Rows taken from a dataset
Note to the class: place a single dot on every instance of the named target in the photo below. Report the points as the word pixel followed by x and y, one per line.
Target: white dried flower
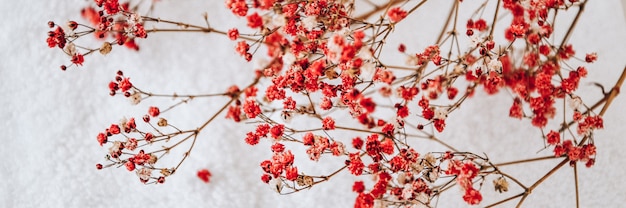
pixel 501 185
pixel 401 179
pixel 144 174
pixel 411 60
pixel 495 65
pixel 134 19
pixel 575 102
pixel 278 20
pixel 441 113
pixel 135 98
pixel 70 49
pixel 122 123
pixel 288 58
pixel 365 53
pixel 407 191
pixel 309 22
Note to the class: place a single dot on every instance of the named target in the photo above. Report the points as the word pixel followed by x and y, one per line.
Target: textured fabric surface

*Directive*. Copy every one of the entries above word for word, but leave the pictures out.

*Written response*.
Note to the class: place a single dot on every instance of the named target in the photo below. Report the points as the word pixel followed by x and y, one per line.
Target: white dried flower
pixel 501 185
pixel 401 179
pixel 144 174
pixel 411 60
pixel 495 65
pixel 134 19
pixel 575 102
pixel 278 20
pixel 441 113
pixel 135 98
pixel 70 49
pixel 122 123
pixel 288 58
pixel 365 53
pixel 407 191
pixel 309 22
Note to the class: place a single dot on every instance of the named target in the photo above. Report the points as the word pixel followed by x and y, one per line.
Target: textured fabric surface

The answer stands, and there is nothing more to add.